Supplied text:
*-*-*
# bark boxes with small steam.



## Mike Lafond (Apr 28, 2010)

A while back i posted about how my dad's accucraft american melted down while building steam. He had run it a number of times with no bark box in it and it had run beuatifully. He installed a bark box and the engine melted down, literally. During the conversations with Cliff at Accucraft about getting the engine fixed it was revealed that other engines had melted down as well but they had had no bark box in them. It seems dad just had the gas up too high even though that was the way he had set it in the past. The best we can figure is that the fire didn't set back to the burner even though it sounded like it had. Of course you can't see with the bark box in the way. Once engine came back from accucraft, we fired it with a much lower gas setting and it ran fine. Dad loved the sound of the bark box and is once again putting one back in. Will keep you posted.

Mike


----------



## spincaster (Mar 10, 2012)

Mike, 

What do you mean by "melted down". What melted?


----------



## Greg Elmassian (Jan 3, 2008)

Guessing the smokebox.. 

Greg


----------



## aceinspp (Jan 2, 2008)

Well that would have to have been one hot fire to melt metal. It may have got the so called insulation Burnt up. Don't think there should have been any plastic there. Later RJD


----------



## iceclimber (Aug 8, 2010)

Steamers tend to run without gas or meths here in the hot Florida climate. Just takes a bit o patience.


----------



## Phippsburg Eric (Jan 10, 2008)

In the great south land, I expect you just need to fill the boiler with water and set it out in the sun and she will take off in a a few minutes especially if the boiler is uninsulated and painted black.


----------



## Mike Lafond (Apr 28, 2010)

The insulators in the pilot wheels melted out. the cylinders where replaced by accucraft. the number plate on the smoke box door came un soldered. the cow catcher came apart. And of course the bark box fell apart. A rather nasty looking mess. Thankfully accucraft did a great job putting it back together.

Mike


----------



## iceclimber (Aug 8, 2010)

You sure the first one wasn't made of chocolate?


----------



## Nutz-n-Bolts (Aug 12, 2010)

I don't think all Accucraft burner jets are created equally. Some seem to have a bit larger hole and can really heat things up if you don't watch them. It's easy to spot on Rubies. Some have an almost jet black smoke box and some look pretty much like they did from the factory. I don't think the color difference has anything to do with the amount of run time on them.


----------



## Phippsburg Eric (Jan 10, 2008)

I have found with my rubies that it is possible to have the fire in the smokebox rather than where it should be...at the burner. the size of the jet may affect how easily this happens. a large jet seems to blow the gas though the burner making it more difficult for the fire to stay on its surface (slots).
*-*-*
Stored records:
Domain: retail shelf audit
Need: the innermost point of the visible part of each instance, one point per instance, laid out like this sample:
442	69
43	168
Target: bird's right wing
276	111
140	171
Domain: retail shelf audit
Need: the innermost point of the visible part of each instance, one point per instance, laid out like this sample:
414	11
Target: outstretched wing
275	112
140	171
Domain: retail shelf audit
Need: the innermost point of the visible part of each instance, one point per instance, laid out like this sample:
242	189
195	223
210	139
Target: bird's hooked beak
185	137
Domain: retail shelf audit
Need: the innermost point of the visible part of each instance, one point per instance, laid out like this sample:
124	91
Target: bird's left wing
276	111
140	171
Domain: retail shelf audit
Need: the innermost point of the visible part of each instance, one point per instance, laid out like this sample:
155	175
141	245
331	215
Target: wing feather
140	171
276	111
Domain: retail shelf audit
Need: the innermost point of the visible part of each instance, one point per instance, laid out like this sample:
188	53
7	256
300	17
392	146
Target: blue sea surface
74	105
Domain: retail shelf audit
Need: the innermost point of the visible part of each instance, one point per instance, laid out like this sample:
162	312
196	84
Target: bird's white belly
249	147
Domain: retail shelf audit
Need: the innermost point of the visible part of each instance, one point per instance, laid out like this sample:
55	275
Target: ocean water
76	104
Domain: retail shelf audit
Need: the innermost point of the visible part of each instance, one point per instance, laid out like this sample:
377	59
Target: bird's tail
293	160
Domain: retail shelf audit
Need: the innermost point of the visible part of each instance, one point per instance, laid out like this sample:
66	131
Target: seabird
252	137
*-*-*
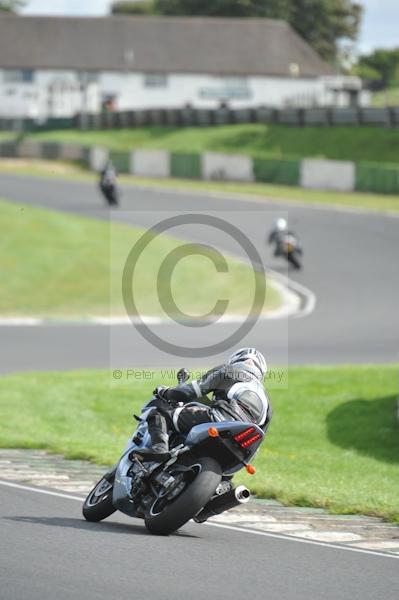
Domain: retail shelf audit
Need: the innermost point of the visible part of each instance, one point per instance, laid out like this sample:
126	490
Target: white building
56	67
*-*-*
The exercise: Can you repeat the bark box thread, beginning at the words "You sure the" and stopping after "time on them.", but switch "chocolate" to "butter"?

Written answer:
You sure the first one wasn't made of butter?


----------



## Nutz-n-Bolts (Aug 12, 2010)

I don't think all Accucraft burner jets are created equally. Some seem to have a bit larger hole and can really heat things up if you don't watch them. It's easy to spot on Rubies. Some have an almost jet black smoke box and some look pretty much like they did from the factory. I don't think the color difference has anything to do with the amount of run time on them.